··· PROVIDED PASSAGE ···

Once I spoke to him about ahimsa, the practice of nonviolence, the practice of living with compassion for all creatures.

“That sounds great,” he answered. “I'm into ahimsa—ahimsa for myself. I'm not going to do violence to myself by denying myself a nice thick slice of roast beef. Want to join me?”

“No, thanks,” I answered, softly. I didn't say any more. I didn't feel like arguing with him. I didn't want to create any more separation. I thought he was creating quite enough all by himself.

“No problem,” he responded. “But don't forget that plants have consciousness, too.” He pointed to my salad. “You're murdering those poor lettuce leaves.”

On another occasion, I told him that I was concerned about his health. “I don't want to see you get sick.” I mentioned that people who ate the way he did often developed chronic diseases like cancer.

“Maybe,” he answered. “If it's in the cards, that's what's going to happen.” He sounded resigned.

After Mike gained even more weight and stopped exercising entirely, his wife became concerned. “He's becoming increasingly irritable and short-tempered. What's worse, he doesn't talk to me anymore about what he's feeling, and spends all his free time on his computer.”

We were seeing each other less and less, until one day Mike called and said he needed to talk to me. He had been to the doctor and had gotten some bad news. Could I come over?

Yes, I said, I'd be right over.

When I arrived, the atmosphere in their house was heavy and dark. His wife spoke first, and told me Mike had been diagnosed with a very serious form of colon cancer—Dukes’ D. I knew what this meant. The cancer had already spread quite widely through the body.

The prognosis with Dukes’ D is terrible. The five-year survival rate is about 5 percent, at best maybe 20 percent if liver metastases can be surgically removed.

They were scared. I listened, and my heart felt sick. Oh Mike, I thought, Oh Mike! Why didn't you listen? Didn't I tell you? Outwardly, I tried to listen and be supportive, but inside I was angry and hurt—angry at Mike for not taking better care of himself, angry at God for letting this happen, and angry at myself for not having been able to prevent it.

I listened as attentively as I could, and asked a few questions. They talked about his treatment options, and about the financial pressures they were dealing with. Not a word about diet. I stayed for dinner. Mike had a burger, fries, and a pint of ice cream. He seemed despondent.

For once, he didn't crack a single disparaging joke about my health-conscious ways, although for perhaps the first time I actually was wishing he would. I wanted him to be his old, stupid, teasing self. He may have been a jerk, but we were buddies, pals, compadres, friends. Oh, Mike.

I was hurting and I wanted to be in denial. I didn't want to face what was happening. I wanted the old Mike back, even if he was a jerk.

In the weeks that followed, Mike underwent surgery and then chemotherapy. He was having a terribly hard time with nausea, abdominal pain, vomiting, diarrhea, and a host of other kinds of distress, but he pinned his hopes for a cure on the drugs. He made it clear that he didn't want to discuss alternative or complementary treatments.

It was hard for me not to be critical. When Mike complained about how helpless he felt, I tried to be understanding and to help him make intelligent and grounded choices, but inside I was thinking: “Why didn't you think about that before? What do you expect when you eat the way you have?” He said he was at last cleaning up his diet, but I wasn't convinced. As far as I could tell, he was still eating the same junk he had always eaten.

Mike's last days weren't pleasant or comfortable. But there was one thing that happened that stands out for me, as I look back on it now. I don't want to make too much of this, but to me it feels important.

One of the last times I saw him, Mike said to me: “Thank you for not pushing your trip on me. I hate vegetables, that's all there is to it.”

“I appreciate your saying that. But honestly, Mike, I feel bad that I wasn't more assertive. Maybe it would have done some good.”

“No, it wouldn't have. I was completely set in my ways. I wouldn't have listened.”

He paused and reached for my hand. “I felt your love, John. I always felt your love. Do you know what that's meant?”

“No.”

“More than you'll ever know, carrot brain.”

I can't remember the rest of the conversation. I was weeping too hard.

··· EXERCISE DATA ···

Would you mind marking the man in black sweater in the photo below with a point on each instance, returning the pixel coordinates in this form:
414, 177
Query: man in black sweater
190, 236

···

### TASK INSTRUCTIONS
Using the passage about Mike, answer these questions:
1. What diagnosis did Mike receive?
2. What did Mike eat at the dinner after he shared that news?
3. What treatments did Mike undergo in the weeks that followed?

### SOLUTION
1. A very serious form of colon cancer, Dukes' D.
2. A burger, fries, and a pint of ice cream.
3. Surgery and then chemotherapy.